Farklı Tatlar

Habibi

Habibi, saatlerce uğraşılarak hazırlanmış muhteşem sayfa dekorasyonları ve neredeyse 700 sayfalık cildi ile, “Farklı Tatlar” olarak adlandırdığımız alternatif çizgi romanlar içinde bile farklı duran bir eser.

Habibi’yi yazan ve çizen Craig Thompson, örneğini çok da sık görmediğimiz bir tarzda çalışıyor. Kendisi, yabancı sitelerin “grafik romancı” dediği türe biraz daha uygun bir isim muhtemelen: Popüler çizgi romanlarda herhangi bir çalışması yok, sadece kendi çalışmaları olan grafik romanları üzerinde çalışıyor. Habibi de, kendisinin son eseri.

İsminden ve kapak tasarımından da anlaşılabileceği gibi, Habibi, İslam Kültüründen ve Orta Doğu mitolojisinden oldukça esinlenmiş bir kitap. 700 sayfayı tek cümleyle özetleyecek olursak, Habibi’nin, “Günümüzün kurgusal bir Arap ülkesinde, birbirini “seven” iki insanın hikayesini, Kur’an’a ve Orta Doğu Edebiyatı’nın pek çok eserine sayısız gönderme yaparak anlatan bir eser” olduğunu söylemek mümkün.

● **Sağlanan Veriler**

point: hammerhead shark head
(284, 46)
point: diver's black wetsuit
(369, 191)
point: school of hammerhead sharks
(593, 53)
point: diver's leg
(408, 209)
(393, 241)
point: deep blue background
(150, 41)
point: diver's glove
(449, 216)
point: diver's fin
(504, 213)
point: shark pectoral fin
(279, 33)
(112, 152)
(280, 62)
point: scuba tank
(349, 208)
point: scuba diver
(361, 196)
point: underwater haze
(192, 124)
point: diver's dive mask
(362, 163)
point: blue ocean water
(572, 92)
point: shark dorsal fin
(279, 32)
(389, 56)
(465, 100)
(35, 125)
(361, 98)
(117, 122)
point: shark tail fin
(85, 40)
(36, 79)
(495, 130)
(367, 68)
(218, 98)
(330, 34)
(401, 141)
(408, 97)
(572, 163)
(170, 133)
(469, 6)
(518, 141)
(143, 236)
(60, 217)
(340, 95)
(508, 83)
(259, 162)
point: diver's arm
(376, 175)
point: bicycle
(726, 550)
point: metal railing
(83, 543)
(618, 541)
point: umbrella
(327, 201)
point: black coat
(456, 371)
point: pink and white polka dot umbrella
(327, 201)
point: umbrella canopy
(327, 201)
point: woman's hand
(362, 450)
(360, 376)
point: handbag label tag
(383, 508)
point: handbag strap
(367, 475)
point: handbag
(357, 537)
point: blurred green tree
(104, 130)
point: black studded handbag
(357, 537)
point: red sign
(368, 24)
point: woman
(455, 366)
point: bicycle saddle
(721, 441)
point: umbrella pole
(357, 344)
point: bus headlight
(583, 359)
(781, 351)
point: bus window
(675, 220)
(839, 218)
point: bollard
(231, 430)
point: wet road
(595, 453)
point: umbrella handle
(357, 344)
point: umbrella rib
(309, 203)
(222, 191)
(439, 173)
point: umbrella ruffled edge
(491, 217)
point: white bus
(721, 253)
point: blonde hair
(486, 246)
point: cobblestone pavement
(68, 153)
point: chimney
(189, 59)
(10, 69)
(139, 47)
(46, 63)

● **Problem Tanımı**
Habibi adlı eser üzerine yazılmış metinde "Habibi, saatlerce uğraşılarak" ifadesinden başlayıp "kendisinin son eseri." ifadesiyle biten bölümü hiçbir değişiklik yapmadan kopyalayınız.

● **Yazılı Çözüm**
Habibi, saatlerce uğraşılarak hazırlanmış muhteşem sayfa dekorasyonları ve neredeyse 700 sayfalık cildi ile, “Farklı Tatlar” olarak adlandırdığımız alternatif çizgi romanlar içinde bile farklı duran bir eser.

Habibi’yi yazan ve çizen Craig Thompson, örneğini çok da sık görmediğimiz bir tarzda çalışıyor. Kendisi, yabancı sitelerin “grafik romancı” dediği türe biraz daha uygun bir isim muhtemelen: Popüler çizgi romanlarda herhangi bir çalışması yok, sadece kendi çalışmaları olan grafik romanları üzerinde çalışıyor. Habibi de, kendisinin son eseri.